### [Aufgabe]
Schreibe alles von der Zeile mit „Someone claimed the wet rock“ bis hinunter zur Zeile mit „[133,155,152,172]“, beide eingeschlossen, als Markdown-Tabelle mit den Spalten „Nummer“ und „Zeile“ um. Leere Zeilen lässt du weg.

### [Datensätze]
----------------

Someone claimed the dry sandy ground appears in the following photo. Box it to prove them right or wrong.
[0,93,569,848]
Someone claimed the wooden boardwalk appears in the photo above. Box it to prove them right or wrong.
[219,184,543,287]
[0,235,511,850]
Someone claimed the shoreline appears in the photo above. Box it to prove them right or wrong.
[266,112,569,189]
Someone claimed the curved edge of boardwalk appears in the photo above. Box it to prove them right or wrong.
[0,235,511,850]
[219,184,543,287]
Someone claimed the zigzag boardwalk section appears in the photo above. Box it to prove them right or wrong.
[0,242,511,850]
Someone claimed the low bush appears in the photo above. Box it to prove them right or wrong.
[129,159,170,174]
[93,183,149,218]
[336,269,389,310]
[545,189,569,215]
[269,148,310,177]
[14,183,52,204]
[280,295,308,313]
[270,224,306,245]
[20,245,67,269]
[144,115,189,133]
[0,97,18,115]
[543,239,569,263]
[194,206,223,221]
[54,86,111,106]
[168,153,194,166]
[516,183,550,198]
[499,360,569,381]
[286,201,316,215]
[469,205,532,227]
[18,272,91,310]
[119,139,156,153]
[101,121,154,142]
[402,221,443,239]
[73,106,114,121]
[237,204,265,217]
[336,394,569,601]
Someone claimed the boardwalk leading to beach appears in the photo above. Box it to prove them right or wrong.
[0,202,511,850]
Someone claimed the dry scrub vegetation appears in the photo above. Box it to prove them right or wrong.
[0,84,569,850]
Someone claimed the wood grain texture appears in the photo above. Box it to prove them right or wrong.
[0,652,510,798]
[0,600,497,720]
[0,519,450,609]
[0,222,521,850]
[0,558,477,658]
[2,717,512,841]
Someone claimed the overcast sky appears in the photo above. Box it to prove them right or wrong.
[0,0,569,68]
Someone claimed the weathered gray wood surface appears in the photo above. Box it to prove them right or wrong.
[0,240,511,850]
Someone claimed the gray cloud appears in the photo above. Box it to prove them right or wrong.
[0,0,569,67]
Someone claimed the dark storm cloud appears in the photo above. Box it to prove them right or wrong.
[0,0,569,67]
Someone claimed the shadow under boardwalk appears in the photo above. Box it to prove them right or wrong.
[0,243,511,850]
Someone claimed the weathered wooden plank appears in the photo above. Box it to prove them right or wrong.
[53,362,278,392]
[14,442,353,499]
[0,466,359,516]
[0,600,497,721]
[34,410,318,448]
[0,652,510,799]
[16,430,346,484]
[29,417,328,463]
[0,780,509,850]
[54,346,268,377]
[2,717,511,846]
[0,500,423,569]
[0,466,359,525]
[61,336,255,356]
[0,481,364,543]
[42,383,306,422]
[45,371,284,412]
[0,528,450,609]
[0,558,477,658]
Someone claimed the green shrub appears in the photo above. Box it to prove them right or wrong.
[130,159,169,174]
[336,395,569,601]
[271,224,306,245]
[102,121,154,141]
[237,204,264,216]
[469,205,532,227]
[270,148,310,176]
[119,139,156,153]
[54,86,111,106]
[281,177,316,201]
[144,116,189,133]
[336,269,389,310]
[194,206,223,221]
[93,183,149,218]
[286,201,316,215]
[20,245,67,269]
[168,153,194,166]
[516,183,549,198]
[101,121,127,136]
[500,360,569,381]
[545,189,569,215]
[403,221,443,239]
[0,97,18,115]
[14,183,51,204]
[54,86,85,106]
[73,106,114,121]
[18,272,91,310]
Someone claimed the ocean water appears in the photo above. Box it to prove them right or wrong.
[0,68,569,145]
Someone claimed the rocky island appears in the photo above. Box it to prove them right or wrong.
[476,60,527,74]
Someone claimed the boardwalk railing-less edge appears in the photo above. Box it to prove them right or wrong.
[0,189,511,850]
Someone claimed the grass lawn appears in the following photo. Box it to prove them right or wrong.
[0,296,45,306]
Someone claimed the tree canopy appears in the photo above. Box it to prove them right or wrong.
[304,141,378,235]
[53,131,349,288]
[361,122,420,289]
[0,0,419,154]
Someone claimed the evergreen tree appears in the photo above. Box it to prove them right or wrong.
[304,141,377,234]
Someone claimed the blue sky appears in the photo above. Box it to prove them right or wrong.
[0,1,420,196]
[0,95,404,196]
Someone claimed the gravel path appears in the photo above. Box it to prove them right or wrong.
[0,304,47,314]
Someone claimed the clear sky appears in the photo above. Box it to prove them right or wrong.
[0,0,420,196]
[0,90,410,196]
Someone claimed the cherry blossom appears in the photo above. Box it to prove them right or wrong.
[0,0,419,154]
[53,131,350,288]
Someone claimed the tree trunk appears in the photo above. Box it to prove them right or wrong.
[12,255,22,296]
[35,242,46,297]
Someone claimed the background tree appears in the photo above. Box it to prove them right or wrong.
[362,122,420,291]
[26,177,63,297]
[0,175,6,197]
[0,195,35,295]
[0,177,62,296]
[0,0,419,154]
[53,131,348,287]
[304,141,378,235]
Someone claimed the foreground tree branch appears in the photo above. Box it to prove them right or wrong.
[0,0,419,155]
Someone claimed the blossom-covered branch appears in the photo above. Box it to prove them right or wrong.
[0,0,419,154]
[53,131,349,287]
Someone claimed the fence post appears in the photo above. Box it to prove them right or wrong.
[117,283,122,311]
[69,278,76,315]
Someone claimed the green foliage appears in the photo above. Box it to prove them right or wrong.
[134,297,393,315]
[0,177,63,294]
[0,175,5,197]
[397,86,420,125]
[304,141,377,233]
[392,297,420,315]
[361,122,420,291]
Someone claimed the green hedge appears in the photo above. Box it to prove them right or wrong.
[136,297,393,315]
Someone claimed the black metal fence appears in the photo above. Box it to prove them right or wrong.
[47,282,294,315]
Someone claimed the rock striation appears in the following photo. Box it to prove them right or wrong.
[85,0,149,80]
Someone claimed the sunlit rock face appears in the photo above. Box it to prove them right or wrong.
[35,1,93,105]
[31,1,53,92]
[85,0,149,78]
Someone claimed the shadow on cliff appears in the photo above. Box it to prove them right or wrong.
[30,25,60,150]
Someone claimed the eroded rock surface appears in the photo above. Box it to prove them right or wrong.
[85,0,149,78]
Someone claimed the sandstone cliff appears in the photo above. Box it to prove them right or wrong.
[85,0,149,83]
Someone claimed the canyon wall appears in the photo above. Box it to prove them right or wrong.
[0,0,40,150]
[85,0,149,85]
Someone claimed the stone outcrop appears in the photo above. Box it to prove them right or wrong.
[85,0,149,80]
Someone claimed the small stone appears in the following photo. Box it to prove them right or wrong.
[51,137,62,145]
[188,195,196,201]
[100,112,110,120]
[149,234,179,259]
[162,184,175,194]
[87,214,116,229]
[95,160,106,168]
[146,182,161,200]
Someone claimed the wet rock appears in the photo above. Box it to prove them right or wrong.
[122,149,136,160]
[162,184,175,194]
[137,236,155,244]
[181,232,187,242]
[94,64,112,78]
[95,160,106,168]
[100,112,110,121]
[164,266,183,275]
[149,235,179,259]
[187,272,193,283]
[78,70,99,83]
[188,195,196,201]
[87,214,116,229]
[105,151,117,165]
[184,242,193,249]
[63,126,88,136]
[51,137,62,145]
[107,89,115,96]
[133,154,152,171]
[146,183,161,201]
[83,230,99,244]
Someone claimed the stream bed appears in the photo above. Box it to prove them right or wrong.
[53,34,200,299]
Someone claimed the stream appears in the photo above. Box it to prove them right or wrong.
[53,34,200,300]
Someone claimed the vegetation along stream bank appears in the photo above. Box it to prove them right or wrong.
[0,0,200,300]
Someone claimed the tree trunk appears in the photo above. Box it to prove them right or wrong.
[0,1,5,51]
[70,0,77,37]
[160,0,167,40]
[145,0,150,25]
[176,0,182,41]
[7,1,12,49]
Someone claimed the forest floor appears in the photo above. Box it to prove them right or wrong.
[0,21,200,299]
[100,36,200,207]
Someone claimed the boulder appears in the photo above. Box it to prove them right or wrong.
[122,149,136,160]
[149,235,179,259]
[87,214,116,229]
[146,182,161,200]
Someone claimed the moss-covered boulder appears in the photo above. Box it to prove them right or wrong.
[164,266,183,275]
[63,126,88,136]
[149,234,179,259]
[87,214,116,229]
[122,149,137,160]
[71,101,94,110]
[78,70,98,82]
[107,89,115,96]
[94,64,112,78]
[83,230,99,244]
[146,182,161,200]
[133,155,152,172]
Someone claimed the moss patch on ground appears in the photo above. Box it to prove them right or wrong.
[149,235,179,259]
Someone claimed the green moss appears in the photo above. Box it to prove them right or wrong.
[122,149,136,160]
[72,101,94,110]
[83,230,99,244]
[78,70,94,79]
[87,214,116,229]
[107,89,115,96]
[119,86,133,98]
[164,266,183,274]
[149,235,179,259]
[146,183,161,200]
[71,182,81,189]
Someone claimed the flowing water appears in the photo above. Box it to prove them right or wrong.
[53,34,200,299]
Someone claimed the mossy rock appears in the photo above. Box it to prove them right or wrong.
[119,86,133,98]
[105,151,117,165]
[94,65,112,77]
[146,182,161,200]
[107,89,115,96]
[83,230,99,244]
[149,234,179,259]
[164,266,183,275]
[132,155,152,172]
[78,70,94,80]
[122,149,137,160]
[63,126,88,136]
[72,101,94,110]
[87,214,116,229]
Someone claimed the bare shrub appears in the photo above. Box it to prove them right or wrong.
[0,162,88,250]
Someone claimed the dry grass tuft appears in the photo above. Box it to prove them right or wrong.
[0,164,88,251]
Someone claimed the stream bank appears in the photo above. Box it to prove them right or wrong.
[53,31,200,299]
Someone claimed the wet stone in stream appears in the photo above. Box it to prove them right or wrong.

----------------

### [Antwort]
| Nummer | Zeile |
|---|---|
| 1 | Someone claimed the wet rock appears in the photo above. Box it to prove them right or wrong. |
| 2 | [122,149,136,160] |
| 3 | [162,184,175,194] |
| 4 | [137,236,155,244] |
| 5 | [181,232,187,242] |
| 6 | [94,64,112,78] |
| 7 | [95,160,106,168] |
| 8 | [100,112,110,121] |
| 9 | [164,266,183,275] |
| 10 | [149,235,179,259] |
| 11 | [187,272,193,283] |
| 12 | [78,70,99,83] |
| 13 | [188,195,196,201] |
| 14 | [87,214,116,229] |
| 15 | [105,151,117,165] |
| 16 | [184,242,193,249] |
| 17 | [63,126,88,136] |
| 18 | [51,137,62,145] |
| 19 | [107,89,115,96] |
| 20 | [133,154,152,171] |
| 21 | [146,183,161,201] |
| 22 | [83,230,99,244] |
| 23 | Someone claimed the stream bed appears in the photo above. Box it to prove them right or wrong. |
| 24 | [53,34,200,299] |
| 25 | Someone claimed the stream appears in the photo above. Box it to prove them right or wrong. |
| 26 | [53,34,200,300] |
| 27 | Someone claimed the vegetation along stream bank appears in the photo above. Box it to prove them right or wrong. |
| 28 | [0,0,200,300] |
| 29 | Someone claimed the tree trunk appears in the photo above. Box it to prove them right or wrong. |
| 30 | [0,1,5,51] |
| 31 | [70,0,77,37] |
| 32 | [160,0,167,40] |
| 33 | [145,0,150,25] |
| 34 | [176,0,182,41] |
| 35 | [7,1,12,49] |
| 36 | Someone claimed the forest floor appears in the photo above. Box it to prove them right or wrong. |
| 37 | [0,21,200,299] |
| 38 | [100,36,200,207] |
| 39 | Someone claimed the boulder appears in the photo above. Box it to prove them right or wrong. |
| 40 | [122,149,136,160] |
| 41 | [149,235,179,259] |
| 42 | [87,214,116,229] |
| 43 | [146,182,161,200] |
| 44 | Someone claimed the moss-covered boulder appears in the photo above. Box it to prove them right or wrong. |
| 45 | [164,266,183,275] |
| 46 | [63,126,88,136] |
| 47 | [149,234,179,259] |
| 48 | [87,214,116,229] |
| 49 | [122,149,137,160] |
| 50 | [71,101,94,110] |
| 51 | [78,70,98,82] |
| 52 | [107,89,115,96] |
| 53 | [94,64,112,78] |
| 54 | [83,230,99,244] |
| 55 | [146,182,161,200] |
| 56 | [133,155,152,172] |